You could replace blank lines with \:\:
which nl
understands as the start of a new page body:
<your-file sed 's/^[[:space:]]*$/\\:\\:/' | nl
So as a function:
number-lines-of-paragraphs() {
sed -e 's/^[[:space:]]*$/\\:\\:/' -- "$@" | nl
}
(note that nl
will understand \:
, \:\:
, \:\:\:
as header/body/footer delimiters if they occur in the input as well, which is why you generally can't use nl
to add line number to arbitrary text).
You could also get the same output format without those caveats with awk
as:
awk 'NF {printf "%6u\t%s\n", FNR, $0; next}; {FNR = 0; print}'
Or some of the variants posted by others here.
Above, the numbers are left padded to 6 characters and followed by a TAB character like in the default nl
output format (where %6u\t%s\n
is the equivalent of nl
's default -s $'\t' -n rn -w 6
), but you can of course adjust that format to your liking.

Dataset rows:
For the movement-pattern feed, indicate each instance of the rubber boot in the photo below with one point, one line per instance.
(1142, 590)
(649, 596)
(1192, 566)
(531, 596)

What you will do:
1. Answer these questions from the text on numbering lines by paragraph:
(a) How does nl understand \:\:?
(b) Which tool offers the same output format without those caveats?
(c) Which default nl options is %6u\t%s\n equivalent to?
2. List every delimiter that nl will understand, according to the text on numbering lines by paragraph.
3. Carry on the text on numbering lines by paragraph past its final sentence.
The rows have no connection to the text on numbering lines by paragraph.

Answers to the tasks:
1.
(a) As the start of a new page body.
(b) awk.
(c) -s $'\t' -n rn -w 6

2.
\:
\:\:
\:\:\:

3.
But now, to make it a function that takes arbitrary file names as arguments, that's where you run into awk
's own caveats, namely that it chokes on filenames that contain =
characters as those are interpreted as awk variable assignment (at least if what's on the left of the first =
looks like a valid awk variable name). That can be worked around with gawk
as:
number-lines-of-paragraphs() {
gawk -e '
NF {printf "%6u\t%s\n", FNR, $0; next}
{FNR = 0; print}' -E /dev/null "$@"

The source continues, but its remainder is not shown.